● WORK TO BE COMPLETED:
Your copy starts at the line containing "Phrase: sky above mountains" and ends at the last line below. Copy exactly, without pictures.

(Point-per-instance localization data)
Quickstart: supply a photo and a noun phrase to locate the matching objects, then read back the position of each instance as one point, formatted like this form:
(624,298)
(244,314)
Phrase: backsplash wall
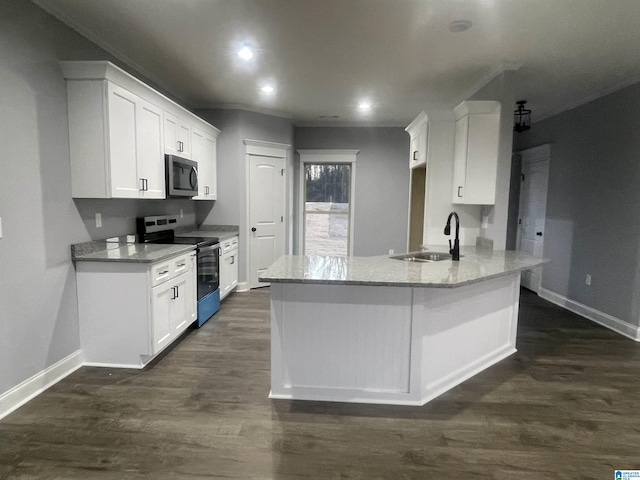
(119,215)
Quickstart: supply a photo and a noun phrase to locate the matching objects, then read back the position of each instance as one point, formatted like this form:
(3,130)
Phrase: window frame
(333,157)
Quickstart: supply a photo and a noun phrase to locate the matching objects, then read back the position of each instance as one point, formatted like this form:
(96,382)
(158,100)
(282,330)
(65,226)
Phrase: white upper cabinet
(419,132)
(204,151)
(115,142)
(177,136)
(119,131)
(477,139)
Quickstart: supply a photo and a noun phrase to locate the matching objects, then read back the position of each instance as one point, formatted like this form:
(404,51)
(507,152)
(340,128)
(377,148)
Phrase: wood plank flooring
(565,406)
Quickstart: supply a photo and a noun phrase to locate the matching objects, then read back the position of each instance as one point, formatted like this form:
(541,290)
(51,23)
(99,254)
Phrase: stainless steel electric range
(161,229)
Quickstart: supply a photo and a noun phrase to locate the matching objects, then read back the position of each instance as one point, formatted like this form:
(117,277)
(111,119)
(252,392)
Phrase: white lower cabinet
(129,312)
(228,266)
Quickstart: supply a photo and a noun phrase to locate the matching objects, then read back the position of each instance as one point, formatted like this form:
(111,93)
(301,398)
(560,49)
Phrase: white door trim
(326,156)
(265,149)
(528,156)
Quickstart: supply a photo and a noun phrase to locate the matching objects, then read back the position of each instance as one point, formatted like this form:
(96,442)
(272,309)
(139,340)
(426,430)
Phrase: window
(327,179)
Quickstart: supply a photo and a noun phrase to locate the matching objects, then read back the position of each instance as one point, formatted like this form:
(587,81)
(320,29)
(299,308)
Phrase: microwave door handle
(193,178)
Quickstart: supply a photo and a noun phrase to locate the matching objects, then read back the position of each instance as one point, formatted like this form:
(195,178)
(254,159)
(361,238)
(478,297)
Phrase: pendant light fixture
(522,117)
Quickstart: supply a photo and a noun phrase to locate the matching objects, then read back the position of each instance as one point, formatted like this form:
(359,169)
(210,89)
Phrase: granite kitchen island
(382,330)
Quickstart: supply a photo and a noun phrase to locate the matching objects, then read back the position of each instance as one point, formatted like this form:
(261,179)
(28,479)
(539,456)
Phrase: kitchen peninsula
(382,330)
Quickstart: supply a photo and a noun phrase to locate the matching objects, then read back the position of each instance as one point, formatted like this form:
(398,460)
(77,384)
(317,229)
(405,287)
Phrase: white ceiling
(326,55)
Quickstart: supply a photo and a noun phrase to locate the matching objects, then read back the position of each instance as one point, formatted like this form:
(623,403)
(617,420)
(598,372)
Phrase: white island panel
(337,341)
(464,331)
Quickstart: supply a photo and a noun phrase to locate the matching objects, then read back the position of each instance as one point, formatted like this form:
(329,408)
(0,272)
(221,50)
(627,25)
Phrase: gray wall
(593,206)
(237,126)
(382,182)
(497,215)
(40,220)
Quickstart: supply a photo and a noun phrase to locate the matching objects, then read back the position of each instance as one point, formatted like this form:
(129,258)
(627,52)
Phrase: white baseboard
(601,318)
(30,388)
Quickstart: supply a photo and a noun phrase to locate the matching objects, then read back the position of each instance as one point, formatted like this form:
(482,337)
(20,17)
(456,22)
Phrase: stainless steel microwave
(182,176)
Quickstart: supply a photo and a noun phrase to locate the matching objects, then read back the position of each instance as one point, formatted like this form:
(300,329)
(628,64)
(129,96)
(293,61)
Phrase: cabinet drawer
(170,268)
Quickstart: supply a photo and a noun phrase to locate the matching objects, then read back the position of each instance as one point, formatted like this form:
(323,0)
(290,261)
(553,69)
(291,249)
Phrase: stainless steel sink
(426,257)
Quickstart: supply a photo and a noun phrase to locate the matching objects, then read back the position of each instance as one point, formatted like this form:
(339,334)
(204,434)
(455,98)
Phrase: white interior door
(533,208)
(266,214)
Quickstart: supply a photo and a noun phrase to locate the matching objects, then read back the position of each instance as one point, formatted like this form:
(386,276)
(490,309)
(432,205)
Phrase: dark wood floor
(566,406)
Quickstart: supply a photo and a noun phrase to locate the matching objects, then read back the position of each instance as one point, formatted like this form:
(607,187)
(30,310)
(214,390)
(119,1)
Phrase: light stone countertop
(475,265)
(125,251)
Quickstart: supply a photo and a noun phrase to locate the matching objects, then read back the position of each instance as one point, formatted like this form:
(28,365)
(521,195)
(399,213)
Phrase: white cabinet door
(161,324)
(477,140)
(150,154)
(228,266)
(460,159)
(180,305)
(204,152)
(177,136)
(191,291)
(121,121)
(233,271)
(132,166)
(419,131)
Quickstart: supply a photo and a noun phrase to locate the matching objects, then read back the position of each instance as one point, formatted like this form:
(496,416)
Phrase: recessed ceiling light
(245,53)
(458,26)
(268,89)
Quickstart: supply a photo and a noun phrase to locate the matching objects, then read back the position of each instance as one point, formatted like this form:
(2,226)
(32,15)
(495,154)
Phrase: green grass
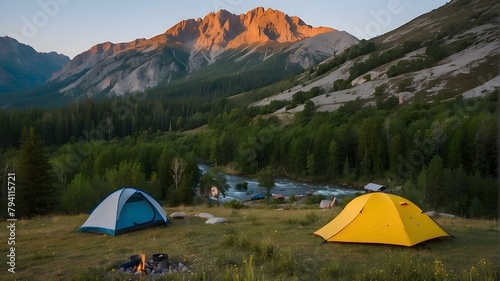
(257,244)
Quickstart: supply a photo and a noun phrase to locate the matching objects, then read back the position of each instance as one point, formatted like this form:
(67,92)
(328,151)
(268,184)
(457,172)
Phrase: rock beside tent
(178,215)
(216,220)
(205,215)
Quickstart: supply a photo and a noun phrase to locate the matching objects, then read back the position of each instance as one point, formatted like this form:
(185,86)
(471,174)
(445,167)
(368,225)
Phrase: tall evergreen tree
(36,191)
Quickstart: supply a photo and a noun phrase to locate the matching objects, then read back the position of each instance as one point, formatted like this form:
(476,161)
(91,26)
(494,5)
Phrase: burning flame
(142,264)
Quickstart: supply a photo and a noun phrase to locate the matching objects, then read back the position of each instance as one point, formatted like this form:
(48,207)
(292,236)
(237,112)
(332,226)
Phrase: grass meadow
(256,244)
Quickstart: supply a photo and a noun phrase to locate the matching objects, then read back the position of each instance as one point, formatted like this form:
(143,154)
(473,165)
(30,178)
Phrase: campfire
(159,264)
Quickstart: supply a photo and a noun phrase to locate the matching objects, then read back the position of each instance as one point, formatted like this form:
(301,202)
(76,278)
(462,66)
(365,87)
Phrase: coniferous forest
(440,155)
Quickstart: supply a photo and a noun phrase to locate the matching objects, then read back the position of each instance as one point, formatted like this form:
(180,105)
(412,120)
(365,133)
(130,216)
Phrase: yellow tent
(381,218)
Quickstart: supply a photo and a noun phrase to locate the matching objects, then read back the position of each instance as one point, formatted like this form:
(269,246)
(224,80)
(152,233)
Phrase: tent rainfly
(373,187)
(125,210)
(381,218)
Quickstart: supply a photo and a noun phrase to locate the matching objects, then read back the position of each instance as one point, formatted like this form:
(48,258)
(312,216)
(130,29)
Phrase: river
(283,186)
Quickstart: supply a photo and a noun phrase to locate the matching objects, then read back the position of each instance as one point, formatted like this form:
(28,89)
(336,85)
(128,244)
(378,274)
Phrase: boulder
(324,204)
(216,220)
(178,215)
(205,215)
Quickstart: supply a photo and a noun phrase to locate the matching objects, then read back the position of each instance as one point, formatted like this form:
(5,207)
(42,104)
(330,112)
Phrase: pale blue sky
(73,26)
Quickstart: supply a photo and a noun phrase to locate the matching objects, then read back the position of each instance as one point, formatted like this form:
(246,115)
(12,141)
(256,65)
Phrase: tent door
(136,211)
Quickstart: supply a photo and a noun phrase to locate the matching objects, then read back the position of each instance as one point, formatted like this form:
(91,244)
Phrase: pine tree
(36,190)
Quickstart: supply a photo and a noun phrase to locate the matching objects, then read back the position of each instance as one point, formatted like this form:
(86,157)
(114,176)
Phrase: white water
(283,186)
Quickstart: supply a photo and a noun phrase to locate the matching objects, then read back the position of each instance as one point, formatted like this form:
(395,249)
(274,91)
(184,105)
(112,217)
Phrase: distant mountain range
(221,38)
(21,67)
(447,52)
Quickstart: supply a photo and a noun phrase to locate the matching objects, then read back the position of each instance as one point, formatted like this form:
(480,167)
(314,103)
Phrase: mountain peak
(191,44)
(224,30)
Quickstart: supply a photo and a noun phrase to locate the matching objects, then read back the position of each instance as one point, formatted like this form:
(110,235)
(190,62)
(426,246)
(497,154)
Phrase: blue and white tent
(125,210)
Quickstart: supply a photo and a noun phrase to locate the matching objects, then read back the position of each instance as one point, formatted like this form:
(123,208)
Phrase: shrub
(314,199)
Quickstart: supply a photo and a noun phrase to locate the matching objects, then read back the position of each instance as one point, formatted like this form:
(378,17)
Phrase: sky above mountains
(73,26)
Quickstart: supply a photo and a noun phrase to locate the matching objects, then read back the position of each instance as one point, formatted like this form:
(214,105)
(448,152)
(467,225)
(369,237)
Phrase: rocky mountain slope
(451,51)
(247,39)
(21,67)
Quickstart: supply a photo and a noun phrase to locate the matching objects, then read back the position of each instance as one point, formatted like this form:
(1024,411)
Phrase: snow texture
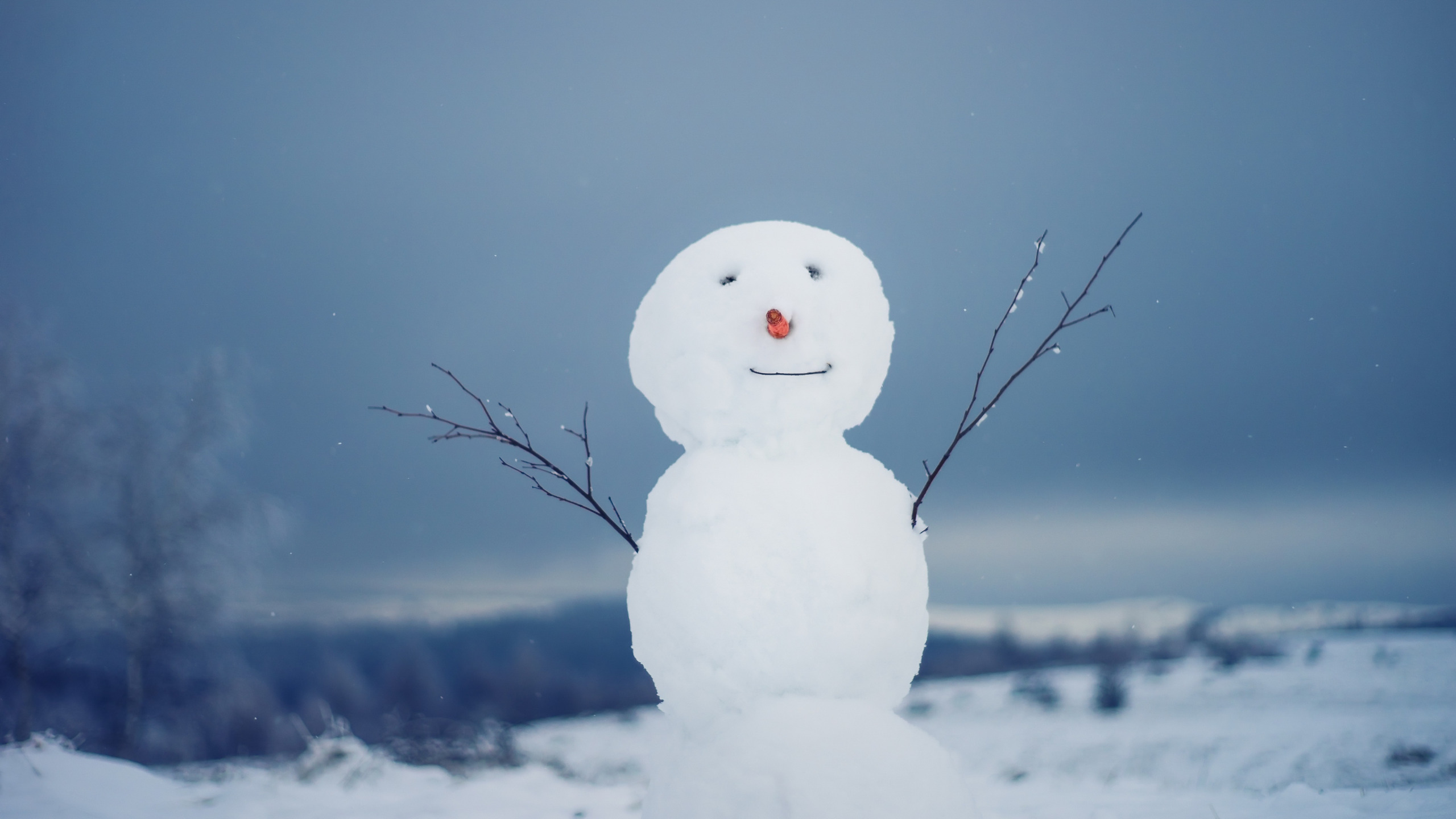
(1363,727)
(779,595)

● SOLUTION TO THE PROBLEM:
Phrase: sky above mountains
(73,26)
Quickstart: supply a photo and a noun phrase to locate the matching objects, then read back the position of each instance as one point, formatted like this form:
(214,105)
(448,152)
(467,225)
(369,237)
Phrase: rocky mountain slope
(451,51)
(247,39)
(21,67)
Quickstart: supply a photo and a noun phrase to locate the matching objects, then read back the position of each instance as one point, formatted like this form:
(1024,411)
Phrase: snow texture
(1363,727)
(779,595)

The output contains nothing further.